**SUPPLIED INFORMATION:**

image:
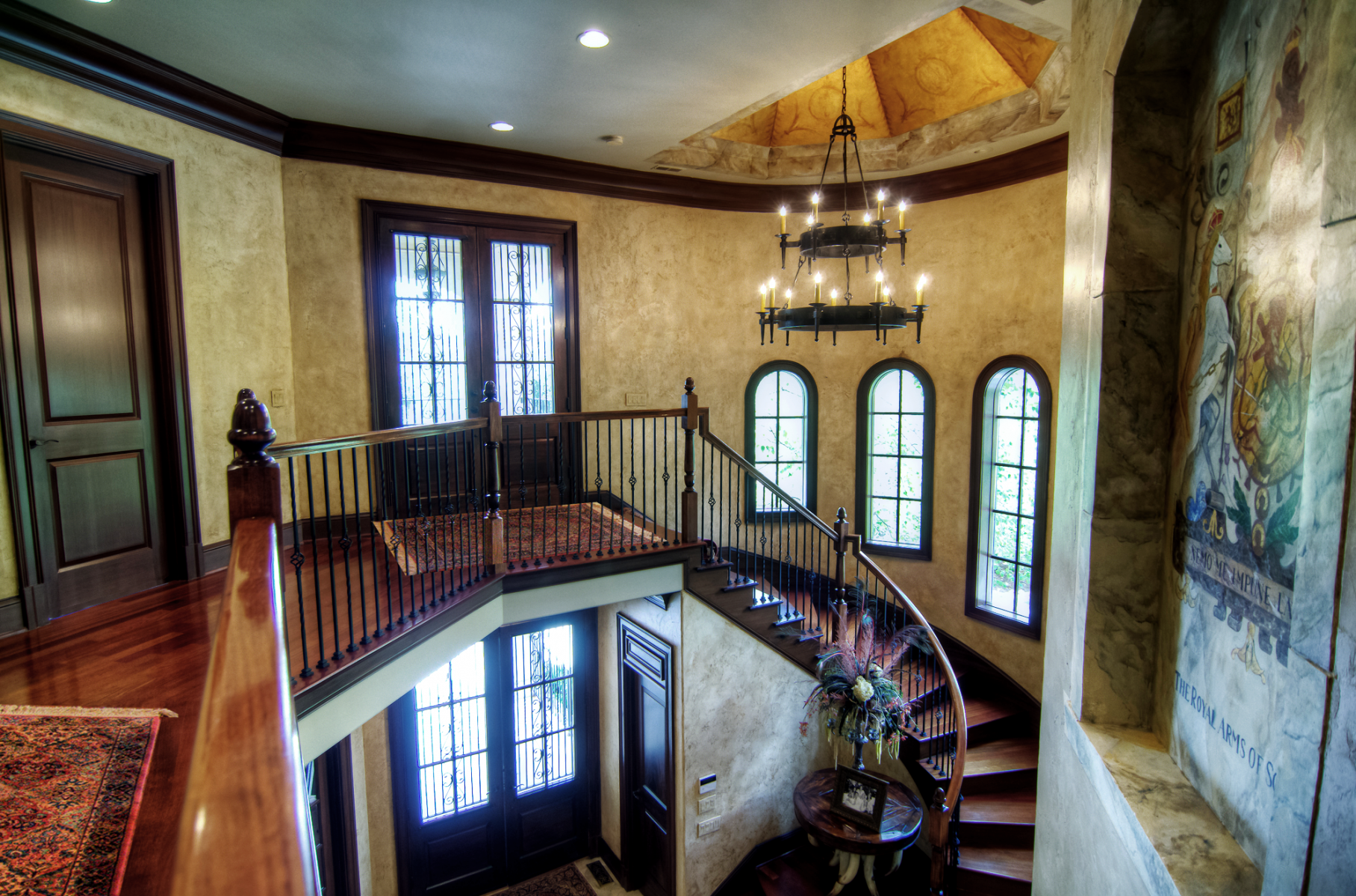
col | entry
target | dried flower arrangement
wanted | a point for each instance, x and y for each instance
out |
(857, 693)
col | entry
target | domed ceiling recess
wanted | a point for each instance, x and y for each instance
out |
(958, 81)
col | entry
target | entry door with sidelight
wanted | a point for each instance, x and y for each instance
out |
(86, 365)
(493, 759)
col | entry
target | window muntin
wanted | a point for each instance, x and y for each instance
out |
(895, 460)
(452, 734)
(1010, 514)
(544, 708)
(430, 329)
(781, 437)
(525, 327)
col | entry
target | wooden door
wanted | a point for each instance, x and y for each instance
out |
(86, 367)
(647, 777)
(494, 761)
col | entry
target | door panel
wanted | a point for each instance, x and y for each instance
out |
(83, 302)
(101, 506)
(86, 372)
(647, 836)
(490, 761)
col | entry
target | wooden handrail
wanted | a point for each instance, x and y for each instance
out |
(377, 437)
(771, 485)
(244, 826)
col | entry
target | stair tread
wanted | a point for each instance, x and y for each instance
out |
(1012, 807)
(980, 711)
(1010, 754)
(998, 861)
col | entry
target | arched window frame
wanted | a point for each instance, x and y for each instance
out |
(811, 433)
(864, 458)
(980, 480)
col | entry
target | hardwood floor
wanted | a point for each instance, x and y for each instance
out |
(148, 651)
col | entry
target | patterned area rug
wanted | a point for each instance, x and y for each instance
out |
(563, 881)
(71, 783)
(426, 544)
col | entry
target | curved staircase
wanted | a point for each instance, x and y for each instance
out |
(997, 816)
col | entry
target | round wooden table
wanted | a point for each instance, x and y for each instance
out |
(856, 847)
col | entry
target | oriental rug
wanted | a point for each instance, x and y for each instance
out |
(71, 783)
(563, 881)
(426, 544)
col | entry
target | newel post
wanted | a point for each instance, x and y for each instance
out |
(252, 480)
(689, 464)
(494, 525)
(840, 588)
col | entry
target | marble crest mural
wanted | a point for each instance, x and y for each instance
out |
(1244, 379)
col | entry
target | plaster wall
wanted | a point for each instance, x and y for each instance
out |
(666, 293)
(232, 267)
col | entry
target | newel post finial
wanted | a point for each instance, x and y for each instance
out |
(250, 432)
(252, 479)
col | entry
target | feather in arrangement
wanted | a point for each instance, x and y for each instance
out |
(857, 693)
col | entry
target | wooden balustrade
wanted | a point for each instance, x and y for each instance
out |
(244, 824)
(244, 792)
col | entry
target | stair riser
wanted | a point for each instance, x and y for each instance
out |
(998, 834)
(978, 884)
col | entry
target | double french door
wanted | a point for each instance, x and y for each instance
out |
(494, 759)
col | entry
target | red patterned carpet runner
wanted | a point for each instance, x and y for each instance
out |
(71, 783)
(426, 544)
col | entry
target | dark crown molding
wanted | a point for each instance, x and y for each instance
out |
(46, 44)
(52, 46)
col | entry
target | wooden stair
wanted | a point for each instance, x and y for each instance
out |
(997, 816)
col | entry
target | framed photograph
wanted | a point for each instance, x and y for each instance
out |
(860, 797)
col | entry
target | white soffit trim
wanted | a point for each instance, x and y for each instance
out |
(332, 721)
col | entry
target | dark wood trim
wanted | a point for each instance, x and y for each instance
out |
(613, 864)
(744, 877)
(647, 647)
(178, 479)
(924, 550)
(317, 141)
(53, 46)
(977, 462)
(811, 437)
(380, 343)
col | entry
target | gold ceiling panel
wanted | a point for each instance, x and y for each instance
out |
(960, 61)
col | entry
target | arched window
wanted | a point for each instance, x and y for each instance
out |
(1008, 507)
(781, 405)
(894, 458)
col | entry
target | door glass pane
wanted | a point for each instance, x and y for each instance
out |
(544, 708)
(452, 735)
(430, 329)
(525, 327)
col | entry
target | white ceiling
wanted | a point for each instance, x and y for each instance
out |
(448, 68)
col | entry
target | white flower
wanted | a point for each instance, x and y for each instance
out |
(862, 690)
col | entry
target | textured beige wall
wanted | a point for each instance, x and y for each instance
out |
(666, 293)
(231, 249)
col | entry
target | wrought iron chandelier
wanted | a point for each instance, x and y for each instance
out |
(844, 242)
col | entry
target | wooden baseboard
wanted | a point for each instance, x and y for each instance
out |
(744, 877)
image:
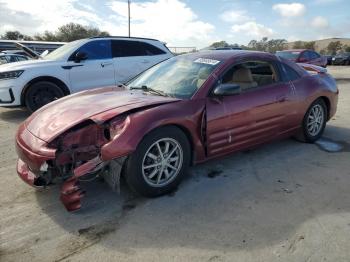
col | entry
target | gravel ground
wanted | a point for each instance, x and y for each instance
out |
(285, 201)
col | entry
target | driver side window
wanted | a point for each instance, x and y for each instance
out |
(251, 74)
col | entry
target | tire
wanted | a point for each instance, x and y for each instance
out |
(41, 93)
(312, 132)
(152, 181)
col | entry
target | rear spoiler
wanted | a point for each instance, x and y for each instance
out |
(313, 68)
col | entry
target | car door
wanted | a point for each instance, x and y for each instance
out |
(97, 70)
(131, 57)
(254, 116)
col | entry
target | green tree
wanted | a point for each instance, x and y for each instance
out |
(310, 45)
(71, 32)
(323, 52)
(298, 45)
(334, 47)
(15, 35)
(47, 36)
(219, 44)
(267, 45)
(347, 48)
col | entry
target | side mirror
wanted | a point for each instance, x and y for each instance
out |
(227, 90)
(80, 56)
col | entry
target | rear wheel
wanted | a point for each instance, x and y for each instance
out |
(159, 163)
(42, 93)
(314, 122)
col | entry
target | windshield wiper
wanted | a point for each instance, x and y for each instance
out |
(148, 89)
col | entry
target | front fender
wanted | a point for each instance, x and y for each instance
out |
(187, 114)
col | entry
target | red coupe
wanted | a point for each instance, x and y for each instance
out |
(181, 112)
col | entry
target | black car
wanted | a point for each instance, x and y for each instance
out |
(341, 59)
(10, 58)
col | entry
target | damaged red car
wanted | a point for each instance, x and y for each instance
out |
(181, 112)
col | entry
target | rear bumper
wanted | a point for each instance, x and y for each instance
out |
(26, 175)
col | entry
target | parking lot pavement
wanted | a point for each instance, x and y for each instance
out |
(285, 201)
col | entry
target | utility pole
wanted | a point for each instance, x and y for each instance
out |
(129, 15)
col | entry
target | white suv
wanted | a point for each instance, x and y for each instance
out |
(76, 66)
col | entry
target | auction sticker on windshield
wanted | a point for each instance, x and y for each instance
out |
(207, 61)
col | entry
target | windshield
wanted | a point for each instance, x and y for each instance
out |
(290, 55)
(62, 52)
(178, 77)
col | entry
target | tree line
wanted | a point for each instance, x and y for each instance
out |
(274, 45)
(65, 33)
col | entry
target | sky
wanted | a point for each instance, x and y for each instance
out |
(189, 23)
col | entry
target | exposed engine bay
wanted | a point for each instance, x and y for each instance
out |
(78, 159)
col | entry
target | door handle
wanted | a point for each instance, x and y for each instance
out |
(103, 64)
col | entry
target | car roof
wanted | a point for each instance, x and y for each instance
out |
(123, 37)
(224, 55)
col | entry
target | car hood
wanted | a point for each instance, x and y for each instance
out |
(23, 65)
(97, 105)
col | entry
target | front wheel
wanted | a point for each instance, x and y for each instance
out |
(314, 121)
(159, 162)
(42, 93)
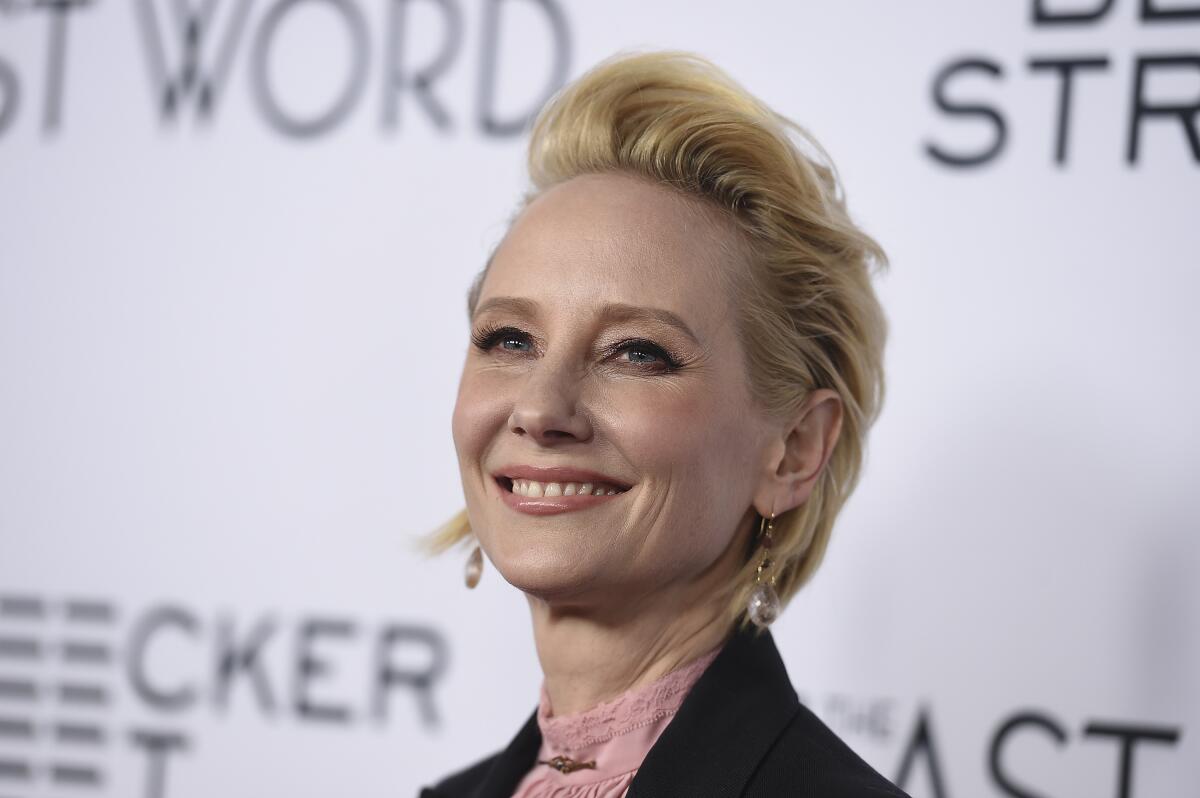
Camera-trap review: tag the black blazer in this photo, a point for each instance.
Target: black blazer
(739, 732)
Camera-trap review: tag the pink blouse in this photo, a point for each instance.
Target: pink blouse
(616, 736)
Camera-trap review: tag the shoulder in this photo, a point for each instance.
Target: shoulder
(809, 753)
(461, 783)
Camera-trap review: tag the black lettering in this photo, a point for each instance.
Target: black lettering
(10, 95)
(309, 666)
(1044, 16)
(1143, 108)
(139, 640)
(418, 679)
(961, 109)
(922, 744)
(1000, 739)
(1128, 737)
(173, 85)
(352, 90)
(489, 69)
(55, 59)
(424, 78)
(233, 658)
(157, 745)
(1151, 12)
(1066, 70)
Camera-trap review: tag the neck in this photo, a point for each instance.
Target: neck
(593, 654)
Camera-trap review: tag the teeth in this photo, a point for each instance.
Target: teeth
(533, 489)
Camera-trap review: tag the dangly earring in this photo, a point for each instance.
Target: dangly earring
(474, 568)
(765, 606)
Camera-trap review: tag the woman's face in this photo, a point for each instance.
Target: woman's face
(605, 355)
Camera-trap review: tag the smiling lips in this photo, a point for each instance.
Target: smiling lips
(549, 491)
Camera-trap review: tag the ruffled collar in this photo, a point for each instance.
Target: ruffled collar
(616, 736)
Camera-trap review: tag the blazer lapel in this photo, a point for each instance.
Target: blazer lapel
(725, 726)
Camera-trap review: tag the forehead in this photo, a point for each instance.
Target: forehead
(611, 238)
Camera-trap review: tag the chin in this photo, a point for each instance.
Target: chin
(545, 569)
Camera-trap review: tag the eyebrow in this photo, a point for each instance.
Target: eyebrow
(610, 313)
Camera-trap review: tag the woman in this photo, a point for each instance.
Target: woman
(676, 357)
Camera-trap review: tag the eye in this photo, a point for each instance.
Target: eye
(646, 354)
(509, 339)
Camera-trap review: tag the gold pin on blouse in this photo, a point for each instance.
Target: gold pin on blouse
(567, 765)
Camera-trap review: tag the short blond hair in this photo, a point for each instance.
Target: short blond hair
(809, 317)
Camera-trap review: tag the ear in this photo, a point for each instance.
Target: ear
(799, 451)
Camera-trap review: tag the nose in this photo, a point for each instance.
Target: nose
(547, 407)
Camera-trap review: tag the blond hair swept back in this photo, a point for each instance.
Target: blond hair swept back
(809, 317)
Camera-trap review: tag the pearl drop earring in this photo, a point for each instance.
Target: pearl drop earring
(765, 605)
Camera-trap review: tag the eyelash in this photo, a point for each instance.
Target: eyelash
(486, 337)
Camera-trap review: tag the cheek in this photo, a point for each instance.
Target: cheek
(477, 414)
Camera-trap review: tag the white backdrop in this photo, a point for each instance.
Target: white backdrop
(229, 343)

**AIM OF THE EXERCISE:** Using the material above, extract the line that contains "Camera-trap review: tag the ruffled" and every line after it, exactly as given; stop at the last line.

**COMPLETE RESPONSE:**
Camera-trap review: tag the ruffled collar in this photo, a point for each instance.
Target: ruffled collar
(616, 736)
Camera-trap review: tag the blazer lapel in this photo, a point for each instance.
Target: blazer lapel
(725, 726)
Camera-trap review: tag the forehead in this photo, a point for each instance.
Target: forehead
(611, 238)
Camera-trap review: tag the chin in this photo, a point for each instance.
Target: chin
(545, 569)
Camera-trap review: tag the eyebrow in this photo, a point for each instance.
Target: eyebrow
(610, 313)
Camera-trap review: tag the woman in this photo, a point for each instance.
Target: woman
(676, 357)
Camera-trap review: tag the eye in this photo, a point for each instance.
Target: eye
(646, 354)
(509, 339)
Camera-trap review: tag the gold pin on blouse in this photo, a point for each instance.
Target: gold pin on blouse
(567, 765)
Camera-trap review: tag the short blond hair in this photo, a point for each instance.
Target: short blond hair
(809, 317)
Camera-trap review: tag the ear in this photo, a point for each instance.
Target: ear
(799, 451)
Camera-trap review: tag the nose in this photo, a point for each instance.
Target: nose
(547, 407)
Camera-trap review: tag the blond hair swept back in this photo, a point for each instance.
Target: blond hair swept back
(809, 317)
Camera-trap review: tag the pearl drop earring in this photo, a point for each instance.
Target: pearl drop earring
(765, 605)
Camera-trap review: tag the eyelash in this photo, a point for each instance.
Target: eyelash
(486, 337)
Camera-trap review: tag the cheek in this photo, a point for each instance.
Target: cheek
(477, 414)
Camera-trap review: tag the white backdrop in this photo, a point for each instance.
Target: white backdrop
(229, 343)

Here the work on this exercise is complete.